(WORK TO BE COMPLETED):
Print all of the items below word for word, leaving out the pictures.

= = = =

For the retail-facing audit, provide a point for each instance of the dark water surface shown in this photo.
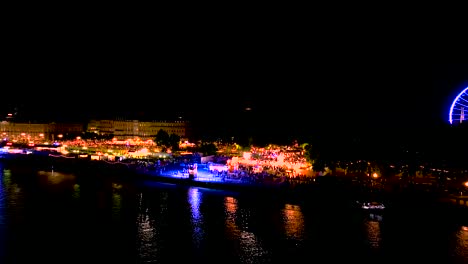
(54, 217)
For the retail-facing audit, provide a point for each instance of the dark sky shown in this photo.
(289, 84)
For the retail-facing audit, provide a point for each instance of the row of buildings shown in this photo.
(119, 129)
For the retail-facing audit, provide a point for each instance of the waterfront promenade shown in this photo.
(329, 186)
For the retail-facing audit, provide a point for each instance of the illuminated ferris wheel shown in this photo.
(459, 108)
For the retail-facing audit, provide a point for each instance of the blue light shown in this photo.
(454, 103)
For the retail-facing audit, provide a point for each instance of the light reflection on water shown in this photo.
(372, 227)
(195, 198)
(249, 247)
(293, 221)
(161, 223)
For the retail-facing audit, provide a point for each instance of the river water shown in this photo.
(54, 217)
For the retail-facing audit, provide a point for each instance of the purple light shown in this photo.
(459, 96)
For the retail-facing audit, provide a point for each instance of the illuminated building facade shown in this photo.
(144, 130)
(37, 132)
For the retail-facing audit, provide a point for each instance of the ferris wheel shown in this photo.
(459, 109)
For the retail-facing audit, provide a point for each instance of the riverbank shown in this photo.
(327, 188)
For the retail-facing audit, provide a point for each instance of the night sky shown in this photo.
(224, 84)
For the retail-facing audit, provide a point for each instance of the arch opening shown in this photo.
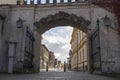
(62, 19)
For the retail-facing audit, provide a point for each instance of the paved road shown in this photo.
(55, 76)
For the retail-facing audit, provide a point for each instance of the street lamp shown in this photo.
(77, 51)
(19, 23)
(106, 21)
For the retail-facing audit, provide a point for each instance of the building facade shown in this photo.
(44, 57)
(8, 2)
(79, 50)
(51, 60)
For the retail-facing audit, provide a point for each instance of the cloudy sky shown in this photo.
(58, 40)
(44, 1)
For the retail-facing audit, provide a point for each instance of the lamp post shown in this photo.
(107, 24)
(77, 51)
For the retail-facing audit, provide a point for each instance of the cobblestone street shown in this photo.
(55, 76)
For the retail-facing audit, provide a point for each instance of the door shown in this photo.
(11, 53)
(95, 50)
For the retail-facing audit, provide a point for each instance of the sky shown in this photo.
(58, 40)
(44, 1)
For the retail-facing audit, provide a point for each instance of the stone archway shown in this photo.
(62, 19)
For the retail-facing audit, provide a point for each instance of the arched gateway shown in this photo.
(23, 25)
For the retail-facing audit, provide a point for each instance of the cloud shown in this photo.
(58, 41)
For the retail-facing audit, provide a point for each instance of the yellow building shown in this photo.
(44, 57)
(79, 50)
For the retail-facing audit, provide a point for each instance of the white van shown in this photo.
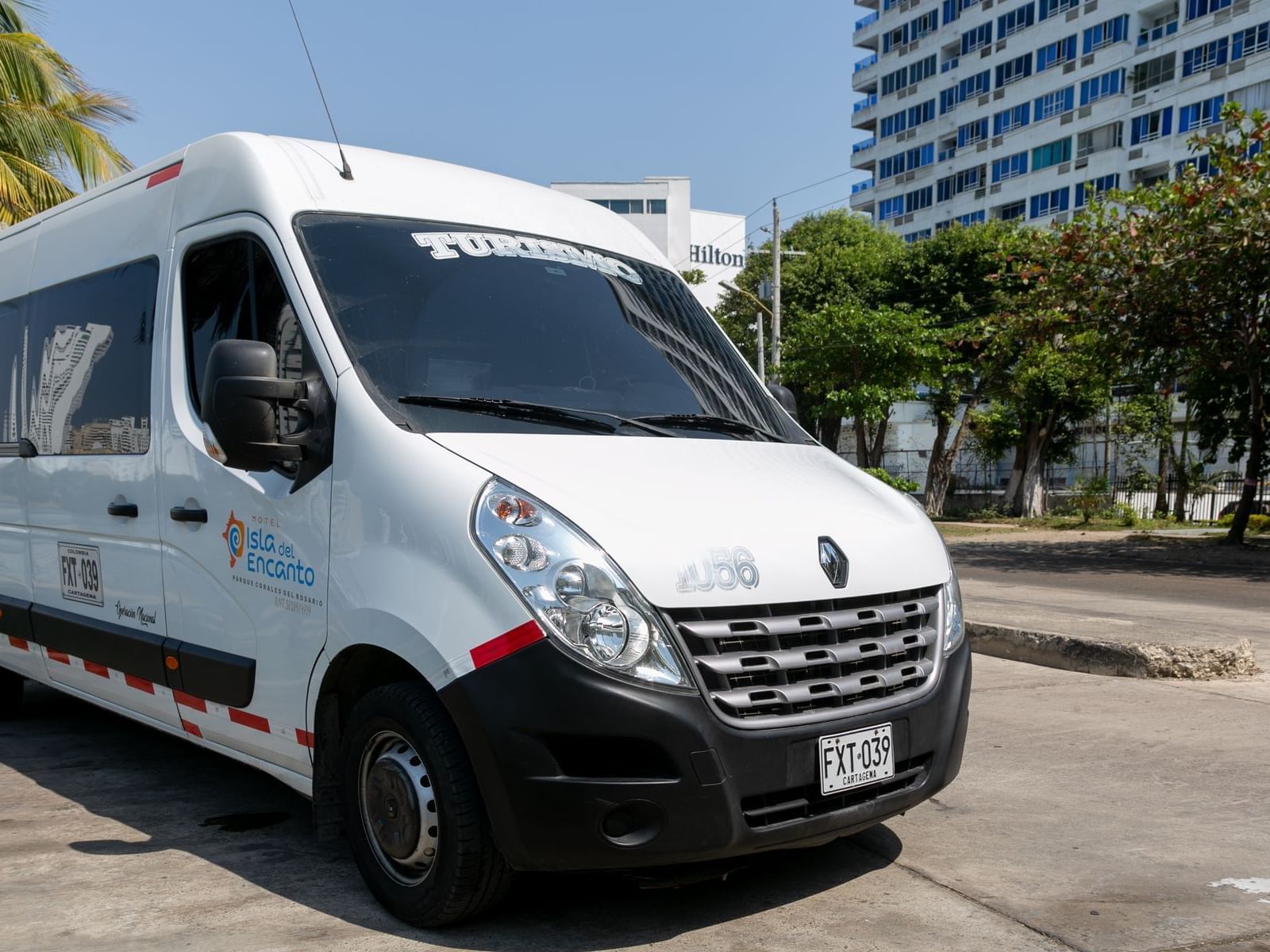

= = = =

(RESULT FOR THIS EXERCISE):
For the retail-facing audit, provide a point for each instance of the dark water surface shown in this photo.
(54, 217)
For the retail-facing audit, provide a point for each instance of the dark sky shown in this photo.
(289, 84)
For the retail-facing audit, provide a point for each instance of the row of buildings shown in this photo.
(119, 129)
For the retail-facing audit, provide a point for each instance of the waterfront promenade shown in this photo.
(329, 186)
For the retail-facing audit, provide a point for each instance of the illuminated ferris wheel shown in this photo.
(459, 108)
For the retail-facing audit, provide a point for each instance of the blue light shown in this photo.
(454, 103)
For the retail-facing audit, provide a point for each instance of the light reflection on water shown in this photo.
(372, 227)
(195, 198)
(249, 247)
(293, 221)
(161, 223)
For the retail-facing audit, provide a point for each instance of the river water shown in this photo.
(54, 217)
For the retail-facing audit, provide a point for each instance of the purple light shown in this photo.
(459, 96)
For the retail-facing audit, provide a point for each instance of the illuminated building facade shown in this photo.
(144, 130)
(37, 132)
For the retail-facing audit, provide a point for each instance of the ferris wheel shown in this photo.
(459, 109)
For the retail-facing audit, provide a point for each instance of the riverbank shown in this photo.
(327, 188)
For the retail-facing audit, provide a point for each instance of the night sky shown in this photo.
(224, 84)
For the retail-facing audit, provide a point for each instance of the arch opening shown in this photo.
(62, 19)
For the retail-facing audit, provide a point for each instance of the paved road shown in this photo.
(55, 76)
For the retail-facing audit, provide a point for each instance of the street lamp shown in this photo.
(77, 51)
(19, 23)
(106, 21)
For the retail-facing audit, provide a point for each instance of the building facade shown in this photo.
(44, 57)
(8, 2)
(79, 50)
(51, 60)
For the retail-facing audit, provide a point for each instance of the cloudy sky shown in this photo.
(58, 40)
(44, 1)
For the retail-facing audit, provide a point for each instance of the lamp post shown in this photo.
(107, 24)
(77, 51)
For the retail-facing audit, provide a point for each instance of the cobblestone street shown in this photo.
(55, 76)
For the retail-facing audit, provide a point for each instance of the door shown in this photo.
(11, 53)
(95, 50)
For the retail-facing audit, provide a point for each instance of the sky shown in this photo.
(58, 40)
(44, 1)
For the retail-facing audit, provide a point for each instance of the stone archway shown in this photo.
(62, 19)
For the retail-facing audit, provide a point for each instance of the arched gateway shown in this photo.
(23, 25)
For the retail-facing audit, provide a point for each instance of the cloud shown in this photo.
(58, 41)
For the retail-facing audit, provide a point for each instance of the yellow building shown in this photo.
(44, 57)
(79, 50)
For the retail-facing audit, provide a point for each instance of the white van shown in this photo.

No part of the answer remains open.